LONDON (Reuters) – The United Kingdom passed 50,000 deaths linked to COVID-19 on Wednesday, with a recent rise in infections leading to a new grim milestone for the European country hit hardest by the pandemic.
The United Kingdom has the biggest official death toll in Europe from COVID-19, and Prime Minister Boris Johnson has ordered England back into a month-long national lockdown amid concerns that a second wave of infections could overwhelm the health service.
New government figures showed 595 new deaths of people within 28 days of a positive COVID-19 on Wednesday, the highest daily figure since 614 deaths were reported on May 12.
That brought the total death toll from COVID-19 to 50,365.
“Sadly the upward trend is likely to continue and it will be several weeks before any impact of the current measures – and the sacrifices we are all making – is seen and is reflected in the data,” Yvonne Doyle, Medical Director of Public Health England, said in a statement.
“By limiting contact with others, you are helping to stop the spread of the virus. This will lead to fewer infections and help to save lives.”
There were 22,950 people who tested positive for COVID-19 in the latest daily figures, up from 20,412 on Tuesday.
Asked about the milestone, Johnson told broadcasters: “Every death is a is a tragedy and we mourn everybody who’s gone.”

### Data for review
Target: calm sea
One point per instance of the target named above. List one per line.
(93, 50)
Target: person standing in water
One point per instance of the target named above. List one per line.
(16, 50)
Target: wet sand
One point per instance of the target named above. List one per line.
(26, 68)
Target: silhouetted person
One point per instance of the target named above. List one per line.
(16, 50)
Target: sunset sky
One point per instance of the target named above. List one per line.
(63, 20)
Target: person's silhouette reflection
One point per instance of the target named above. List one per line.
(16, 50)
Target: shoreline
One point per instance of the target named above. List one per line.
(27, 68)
---
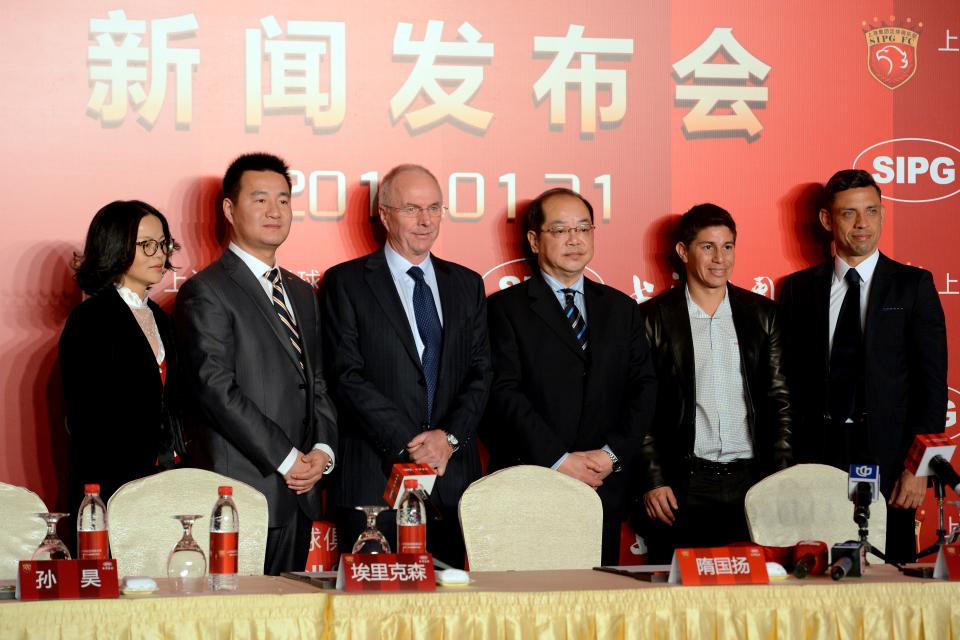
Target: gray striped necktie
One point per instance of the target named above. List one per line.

### Questions
**A)** According to the report on the UK's COVID-19 deaths, what was the total death toll after Wednesday's new figures?
**B)** Write out the stretch of the report on the UK's COVID-19 deaths from "LONDON (Reuters) –" through "reported on May 12.".
**C)** List every geographic place named in the report on the UK's COVID-19 deaths.

### Task-by-task solutions
**A)** 50,365

**B)**
LONDON (Reuters) – The United Kingdom passed 50,000 deaths linked to COVID-19 on Wednesday, with a recent rise in infections leading to a new grim milestone for the European country hit hardest by the pandemic.
The United Kingdom has the biggest official death toll in Europe from COVID-19, and Prime Minister Boris Johnson has ordered England back into a month-long national lockdown amid concerns that a second wave of infections could overwhelm the health service.
New government figures showed 595 new deaths of people within 28 days of a positive COVID-19 on Wednesday, the highest daily figure since 614 deaths were reported on May 12.

**C)** London, the United Kingdom, Europe, England